◆ Source passage ◆
With EHR systems in more than 50 percent of physician offices across the country, patient data is already being documented on an enormous scale. [2] Unfortunately, most of this information cannot help doctors and patients because most EHR systems are unstructured and function more like word processors. It is hard to glean the clinical pearls of wisdom if they are trapped in a three-page narrative in a patient record. Newer generation electronic records are taking the long-term view and organizing the user interface in a more structured way that lends itself to extraction of meaningful medical trends and patterns.

For example, instead of relying on any one physician’s descriptive assessment of how a patient condition is doing, some systems employs standardized static global assessments that academic researchers and pharmaceutical companies use for clinical trials and post-marketing surveillance studies. If all physicians using these platform can speak the same language, meaning one doctor’s “better” assessment is the same as another doctor’s, then the software can aggregate the data and give new insights to disease treatment on a population level. Instead of private practice being shut out, they can have the grandest rounds of all, one for the entire country. And instead of relying on the anecdotal experience of other physicians, they can rely on real-world evidence with patients like their own in private practice settings.

Today, a significant amount of funding goes into clinical trials that only look at a handful of diseases and drugs and in very carefully selected patient groups. While tremendously powerful, these clinical trials are limited by sample size and cost, and the data may not be applicable to many patients in the real world. The controlled clinical trial setting is not how real doctors treat real patients. By empowering individual doctors as investigators, we can collect, aggregate and analyze hundreds of thousands of cases, so that we can understand each disease’s most effective, successful and even cost effective treatment course.

Translating this potential into reality requires changes on many levels including technology and physician education. While there are virtually thousands of EHR systems currently on the market, most are built primarily for data storage and are unable to collect patient data in a structured manner. An EHR system that is highly intuitive and built to support structured data is essential to enable wide-reaching virtual grand rounds and sharing of treatments and outcomes.

Along with the technology to support this innovative model, physician education will be essential to boost adoption and build a network significant enough to compile rich data sets. It is also important to note that data by itself doesn’t do anything; you need a community of physicians, scientists and researchers to transform data into wisdom and elevate grand rounds to its fullest potential by pooling the resources of providers nationwide. By rethinking the patient visit to visualize treatment data at the point of care using a highly intuitive EHR system, physicians can make more effective decisions. In real time, a provider can see their treatment profile for any given disease and see how it compares to the patterns of their colleagues in their practice and their peers nationally. This creates a national standard of care to improve medical compliance and decision-making. With this new grand rounds paradigm, there is potential for massive increases in efficiency, improvements in patient outcomes and even health cost reductions.



[1] Boukus, Ellyn, Alwyn Cassil and Ann S. O’Malley, A Snapshot of U.S. Physicians: Key Findings from the 2008 Health Tracking Physician Survey, Data Bulletin No. 35, Center for Studying Health System Change, Washington, D.C. (September 2009).

[2] U.S. Department of Health and Human Services, Doctors and hospitals’ use of health IT more than doubles since 2012, Press Release, Washington, D.C. (May 2013).

◆ Problem requirements ◆
In the passage on electronic health records, what share of physician offices across the country have EHR systems?

(Items from a data source)

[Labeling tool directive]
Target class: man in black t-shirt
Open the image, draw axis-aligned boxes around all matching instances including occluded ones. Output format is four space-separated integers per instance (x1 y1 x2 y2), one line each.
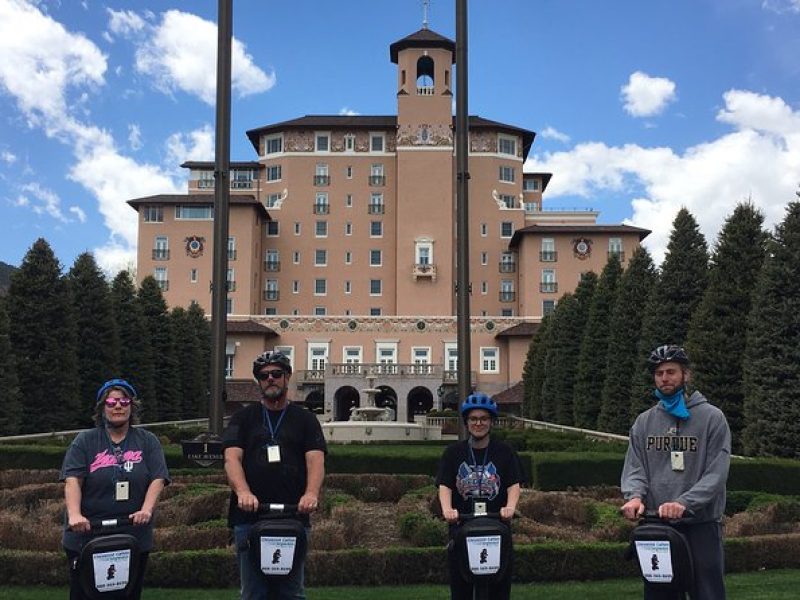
224 352 327 600
436 392 524 600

◆ Answer below ◆
More than 50 percent.